• [SOURCE PASSAGE]
Since its introduction in 1954, yosakoi has become popular throughout the country of Japan. Yosakoi festivals are now held all over Japan throughout the year. They vary in size from small villages hosting a few teams of dancers in conjunction with another annual festival, to large cities like Sendai, which hosts the Michinoku Yosakoi Festival, the third largest festival in Japan.

As of 2005, there were yosakoi festivals and competitions in over 200 locations.
- In Tōkyō, the Harajuku Omotesando Genki Matsuri Super Yosakoi is a two-day yosakoi festival that takes place in five locations in Harajuku and Yoyogi Park. This festival has occurred annually since 2001.
- The Sakado, Saitama Yosakoi started in 2001 with 67 teams and 4600 participants. The 11th festival was in 2011.
- Sapporo, Hokkaido held its inaugural Yosakoi Sōran Festival in 1992. The 16th festival began on June 6, 2007, in Odori Park and other venues.
- Sasebo, Nagasaki hosts the largest Yosakoi festival on Kyushu at the end of every October.
- Yosakoi has appeared on the television drama "Kinpachi Sensei" (3年B組金八先生).
- In Surabaya, there is an annual Yosakoi competition. In 2007, the prize was presented by the mayor of Kōchi, Seiya Okazaki.
- In Sekolah Alam Shah, Putrajaya, Malaysia, during the Form 1 Cultural Night one of six sport houses will perform yosakoi.
- In Lethbridge, Alberta, Canada, the first-ever North American International Yosakai Festival occurred at the Nikka Yuko Japanese Garden during late September, 2025.

An example of yosakoi dancing can be seen in the feature film The Harimaya Bridge, which was filmed in Kōchi Prefecture. The 2011 manga series, Hanayamata, which received an anime adaptation in July 2014, also focuses on yosakoi.

=== Internationally ===
Yosakoi has been celebrated in Penang - a UNESCO Heritage City in Malaysia every year since 2013. It was originally held in March to commemorate the Japan Tohoku Earthquake but has since changed its schedule to the 2nd Saturday of September. The event is organised by local enthusiasts called the Pink Hibiscus together with the Penang City Council with over multiple teams (27 teams in 2023) from all over Malaysia and SE Asia participating in what is now known as the Penang Yosakoi Parade held at Karpal Singh Drive, Penang. Yosakoi is also celebrated as well as in Accra, Ghana as an annual celebration to strengthen ties between Japan and Ghana.

• [GIVEN MATERIAL]
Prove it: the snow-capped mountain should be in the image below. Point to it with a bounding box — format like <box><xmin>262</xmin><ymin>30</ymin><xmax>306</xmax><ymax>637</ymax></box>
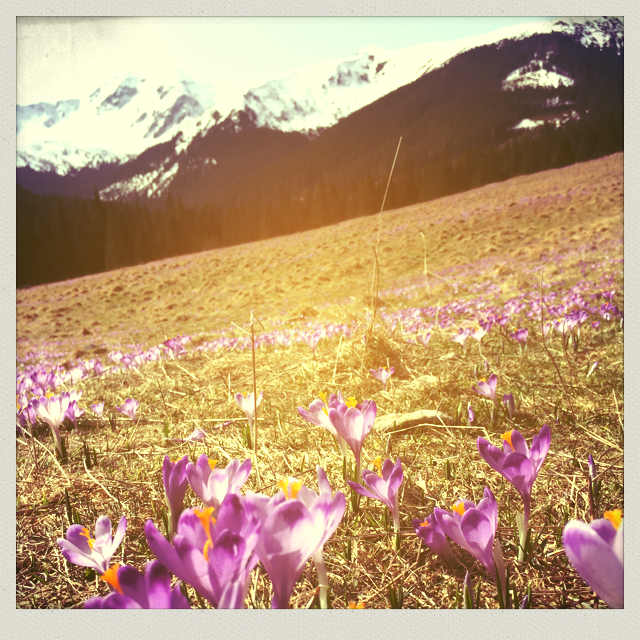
<box><xmin>16</xmin><ymin>69</ymin><xmax>221</xmax><ymax>160</ymax></box>
<box><xmin>17</xmin><ymin>18</ymin><xmax>624</xmax><ymax>199</ymax></box>
<box><xmin>16</xmin><ymin>140</ymin><xmax>135</xmax><ymax>176</ymax></box>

• [TASKS TO PERFORM]
A - Summarize the yosakoi text in two sentences.
B - Using the yosakoi text, explain in one or two sentences why the Penang yosakoi event was first held in March.
C - According to the yosakoi text, in what year did Sapporo hold its first Yosakoi Sōran Festival?

• [OUTPUTS FOR THE TASKS]
A - Since its introduction in 1954, yosakoi has become popular throughout Japan, with festivals held all year in places that range from small villages to large cities like Sendai, and in over 200 locations as of 2005. It is also celebrated abroad, including the Penang Yosakoi Parade in Malaysia every year since 2013 and an annual celebration in Accra, Ghana.

B - It was held in March to commemorate the Japan Tohoku Earthquake. It has since moved to the 2nd Saturday of September.

C - 1992